_Texte de lecture_
<<<<
En arrivant à Figuera da Foz © CdR, 2003.


C'est Alex qui l'a choisie ! © CdR, 2003.


À Figuera, on est bien © CdR, 2003.


Il fait beau, hein ? © CdR, 2003.


Des jolies couleurs du soir © CdR, 2003.


Échauffements avant le footing © CdR, 2003.


Ah la vache ! J'en chie ! © CdR, 2003.


Construction touristique sur la plage de Figuera © CdR, 2003.


Quand il pleut dehors, le linge sèche dedans © CdR, 2003.

 

 

 

 

 

• Les journaux de bord de Rémy et d'Alex du mois de septembre et plus de photos...

3h20 du matin. Grosse dépression au-dessus de nos têtes, grosse pression à bord. Je viens d'avoir une altercation avec Rémy.

On s'est échangé des regards d'une dureté que je n'aurais jamais cru atteindre avec lui. L'affaire a suivi son petit bonhomme de chemin, basée sur des comportements qui se diluent dans les relations terrestres, mais sévissent comme une nappe de pétrole, en mer. Dur et cruel, pour résumer, agressif et tendu, à la limite de la bagarre presque, mais nous ne sommes pas bagarreurs. Je lui suis gré de m'avoir sorti mes quatre vérités sur un coportement que j'ai développé depuis quelque temps face à un manque de reconnaissance, je crois, ou de réussite, mais on n'osait pas ou on n'a pas su me le dire avant, ou ne l'ai-je pas entendu. Pourquoi faut-il des clashs parfois. rémy pense qu'on peut faire sans, moi pas. Il était temps de mettre ça au clair car je commençais à m'enfoncer dans un terrain boueux.

J'ai toujours encouragé ce genre de mise au point que peu sont capables de faire, même s'il m'est aussi dur d'admettre mes tords qu'à n'importe qui. Il me semble que beaucoup trop de gens passent à côté de cette expérience aussi dure qu'enrichissante. Je l'attendais depuis longtemps, l'ai presque provoquée et je m'en réjouis après coup. Merci Rémy. À moi de corriger le tir maintenant. Je vous conseille d'encourager vos amis dans ce sens, si vous en avez, sinon trouvez-en ou testez les votres, il n'y a rien de mieux qu'un bon voyage dans des conditions précaires pour ça. Juste avant notre départ, c'est Fred qui y a eu droit, comme moi ce soir, coincé entre un coin de table et un coin de mur d'un restaurant. Je pense qu'il s'y attendait encore moins. Il m'est arrivé de le faire à d'autres, amis ou pas, en général, ça se passe mal, et c'est normal. Il faut du temps pour admettre, cogiter, se rendre compte qu'on le savait déjà, mais il fallait que quelqu'un le dise, il faut de bons amis pour ça. Bizarement, les inconnus ont l'air de mieux le prendre que les amis. Ma mère me disait qu'on ne connaît bien une personne que lorsqu'on s'est engueulé avec (je peux dire que je connais bien Rémy désormais). Les femmes sont encore plus sensées quand elles sont mères. Je salue la mienne au passage. Bon, pour les détails, j'y reviendrai avec la chronologie du voyage. En attendant je replonge dans "La nuit des temps" de Barjavel. Bonne nuit, Alex.

 

Jeudi 2 octobre 2003, 13h20 heure locale, port de Figuera da Foz, Portugal.
>>>>
_Consignes_
a) Dans le texte, quel livre Alex se remet-il à lire avant de souhaiter bonne nuit ?
b) Retouchez le passage du texte compris entre "Il fait beau, hein" et "chie ! © CdR, 2003.", inclus, en remplaçant "footing" par "jogging".
c) Relevez tous les noms de personnes qui apparaissent dans le texte.
Appuyez-vous uniquement sur le texte.

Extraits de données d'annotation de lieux
<<<<
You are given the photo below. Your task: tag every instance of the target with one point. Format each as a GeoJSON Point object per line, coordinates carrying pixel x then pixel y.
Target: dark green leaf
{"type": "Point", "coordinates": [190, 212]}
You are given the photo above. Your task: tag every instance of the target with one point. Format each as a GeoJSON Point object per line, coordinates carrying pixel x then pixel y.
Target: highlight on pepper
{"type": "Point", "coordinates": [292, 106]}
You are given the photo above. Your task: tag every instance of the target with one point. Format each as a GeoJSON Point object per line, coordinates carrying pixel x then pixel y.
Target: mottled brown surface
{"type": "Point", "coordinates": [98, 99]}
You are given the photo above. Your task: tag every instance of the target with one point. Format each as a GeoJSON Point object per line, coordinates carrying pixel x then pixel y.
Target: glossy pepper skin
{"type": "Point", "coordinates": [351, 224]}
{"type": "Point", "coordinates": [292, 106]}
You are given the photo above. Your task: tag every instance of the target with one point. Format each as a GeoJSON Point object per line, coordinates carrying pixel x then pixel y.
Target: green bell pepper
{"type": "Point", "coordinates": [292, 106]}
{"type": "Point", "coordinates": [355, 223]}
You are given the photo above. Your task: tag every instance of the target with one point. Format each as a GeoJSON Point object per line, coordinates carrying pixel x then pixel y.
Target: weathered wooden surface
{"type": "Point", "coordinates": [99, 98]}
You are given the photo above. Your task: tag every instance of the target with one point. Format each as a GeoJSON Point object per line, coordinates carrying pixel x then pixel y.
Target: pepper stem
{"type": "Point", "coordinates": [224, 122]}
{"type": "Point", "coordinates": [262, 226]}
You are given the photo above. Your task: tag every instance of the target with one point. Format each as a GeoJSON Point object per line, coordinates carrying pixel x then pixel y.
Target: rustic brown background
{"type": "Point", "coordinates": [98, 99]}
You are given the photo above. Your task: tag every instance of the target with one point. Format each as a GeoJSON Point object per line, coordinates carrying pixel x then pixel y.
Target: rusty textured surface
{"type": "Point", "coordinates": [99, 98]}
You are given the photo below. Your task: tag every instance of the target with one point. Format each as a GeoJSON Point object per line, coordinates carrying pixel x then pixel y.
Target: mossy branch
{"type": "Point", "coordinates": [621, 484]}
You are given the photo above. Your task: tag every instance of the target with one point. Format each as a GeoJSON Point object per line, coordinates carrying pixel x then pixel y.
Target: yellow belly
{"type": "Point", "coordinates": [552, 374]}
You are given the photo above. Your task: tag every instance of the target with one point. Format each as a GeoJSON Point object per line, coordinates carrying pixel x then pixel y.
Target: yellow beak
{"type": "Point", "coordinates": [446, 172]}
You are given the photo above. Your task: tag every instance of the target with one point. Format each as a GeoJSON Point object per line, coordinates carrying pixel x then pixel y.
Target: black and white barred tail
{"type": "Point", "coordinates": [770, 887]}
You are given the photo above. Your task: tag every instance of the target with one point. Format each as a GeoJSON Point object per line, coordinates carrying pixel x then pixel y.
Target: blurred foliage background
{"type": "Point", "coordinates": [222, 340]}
>>>>
_Corrigés_
a) Il se replonge dans "La nuit des temps" de Barjavel.

b)
Il fait beau, hein ? © CdR, 2003.


Des jolies couleurs du soir © CdR, 2003.


Échauffements avant le jogging © CdR, 2003.


Ah la vache ! J'en chie ! © CdR, 2003.

c) Alex, Rémy, Fred, Barjavel